Dans la foulée de son examen de notre société occidentale amorcée dans les essais Les taupes frénétiques (2012) et La fabrique de l'extrême (2012), Jean-Jacques Pelletier offre, dans La prison de l'urgence (2013), un regard centré sur l'homme occidental, évoluant dans un monde auquel il participe et qu'il subit à la fois.

« Les émois de Néo-Narcisse », qui constitue les deux tiers de l'ouvrage, expose en première partie la nouvelle figure de l'individu qui puise dans le regard des autres et la consommation l'effet que la source provoquait chez son ancêtre. Sa quête d'identité montre un culte à la fois désiré et craint de l'ici, du maintenant et du moi que le phénomène des réseaux sociaux, entre autres, amplifie. Le spectacle auquel se prête Néo-Narcisse se déroule dans un univers dont les repères temporels (passé et futur) perdent leur sens, au profit de l'urgence d'un présent envahissant, où priment pour lui l'immédiat et l'urgence d'entretenir son image. Habité par l'angoisse d'un vide existentiel qui le guette à tout moment, Néo-Narcisse participe donc de la pensée simplificatrice le plus souvent binaire promulguée par Internet (j'aime, je n'aime pas) en entretenant une image factice et en consommant : « Faute d'exister […] Néo-Narcisse [End Page 410] se raconte » et consomme, gestes fondamentaux de son bonheur et de son plaisir d'extrémiste soft, comme le désignait Pelletier dans Les taupes frénétiques.

------------------------------------

ACTIVITÉ ->
Prolongez le texte sur La prison de l'urgence de Jean-Jacques Pelletier après sa dernière phrase.

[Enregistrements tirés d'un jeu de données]
------------------------------------

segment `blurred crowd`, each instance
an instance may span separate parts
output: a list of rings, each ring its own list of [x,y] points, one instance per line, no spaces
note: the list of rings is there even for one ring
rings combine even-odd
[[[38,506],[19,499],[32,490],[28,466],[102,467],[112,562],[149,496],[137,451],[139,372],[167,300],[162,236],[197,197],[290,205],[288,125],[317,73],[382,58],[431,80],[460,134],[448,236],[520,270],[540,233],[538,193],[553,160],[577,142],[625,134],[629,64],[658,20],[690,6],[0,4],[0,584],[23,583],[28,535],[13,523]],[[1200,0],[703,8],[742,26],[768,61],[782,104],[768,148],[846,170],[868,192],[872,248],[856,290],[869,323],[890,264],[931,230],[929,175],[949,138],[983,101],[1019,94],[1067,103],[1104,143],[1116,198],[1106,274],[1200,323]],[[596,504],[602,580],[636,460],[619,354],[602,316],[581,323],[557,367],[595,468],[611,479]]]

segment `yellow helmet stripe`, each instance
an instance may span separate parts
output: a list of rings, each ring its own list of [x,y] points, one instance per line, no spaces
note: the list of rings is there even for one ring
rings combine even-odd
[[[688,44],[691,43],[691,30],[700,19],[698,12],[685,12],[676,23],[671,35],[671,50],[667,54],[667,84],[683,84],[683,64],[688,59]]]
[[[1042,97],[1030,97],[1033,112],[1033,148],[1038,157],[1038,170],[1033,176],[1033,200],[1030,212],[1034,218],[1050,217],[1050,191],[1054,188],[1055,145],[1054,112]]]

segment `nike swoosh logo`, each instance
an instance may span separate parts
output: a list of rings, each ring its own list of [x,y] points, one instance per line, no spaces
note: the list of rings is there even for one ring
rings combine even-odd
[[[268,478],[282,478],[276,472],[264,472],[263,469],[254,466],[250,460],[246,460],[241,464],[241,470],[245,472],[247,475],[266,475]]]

------------------------------------

RÉPONSE ATTENDUE ->
Refusant les contraintes, accordant la primauté au plaisir, ce personnage consumériste se trouve en compétition avec tous, malgré une apparente paix sociale dans une diversité d'égos où, paradoxalement, le conformisme et la censure règnent, au point d'atteindre le langage, farci d'euphémismes, dont Néo-Narcisse, drame ultime, a intériorisé et adopté, consciemment ou non, les codes (de Facebook, par exemple).

« La prison de l'urgence », deuxième partie de l'ouvrage, illustre l'impasse logique que le monde-spectacle décrit en première partie réserve à Néo-Narcisse : ouvert aux extrêmes et aux excès, ce monde cultive chez lui le goût de la recherche de l'intensité dans ses moindres actes, et l'homme s'en trouve, de surcroît, prisonnier.

Devant ce portrait sombre, qui ne rate pas ses cibles, le lecteur serait tenté de s'abandonner au cynisme, à croire la situation décrite insoluble. Il faut admettre que l'essai de Pelletier, aboutissement logique des deux premiers, s'il ne manifeste pas une rigueur scientifique à toute épreuve, déploie une impressionnante charge argumentative et informative, livrée dans une langue précise, efficace : la densité de l'écriture de Pelletier participe indubitablement de l'effet massue que pourraient ressentir quelques lecteurs. Mais Pelletier et son alter ego (et personnage de roman) Victor Prose viennent, en troisième partie (« Sortir de l'urgence »), alléger l'atmosphère et permettre d'envisager l'espoir : les légitimes préoccupations des lecteurs abasourdis sont abordées en forme de dialogue fictif, dont l'effet est somme toute bénéfique après ce court, mais percutant essai de Pelletier, qui conclut un triptyque essayiste d'une évidente nécessité.